* **Supplied data**

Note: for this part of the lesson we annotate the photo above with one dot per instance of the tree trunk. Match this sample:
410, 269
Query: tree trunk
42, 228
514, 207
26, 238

* **What to produce**
Rewrite all the rows above in full, requests included, and scale every point coordinate in the answers by 2.55, rounding to the nearest whole number with halves rounded up. Leave the numbers in the requests and their format samples unchanged.

* **Written answer**
Note: for this part of the lesson we annotate the photo above with one dot per instance of the tree trunk. Match this sample:
410, 269
Query: tree trunk
107, 581
1311, 528
66, 607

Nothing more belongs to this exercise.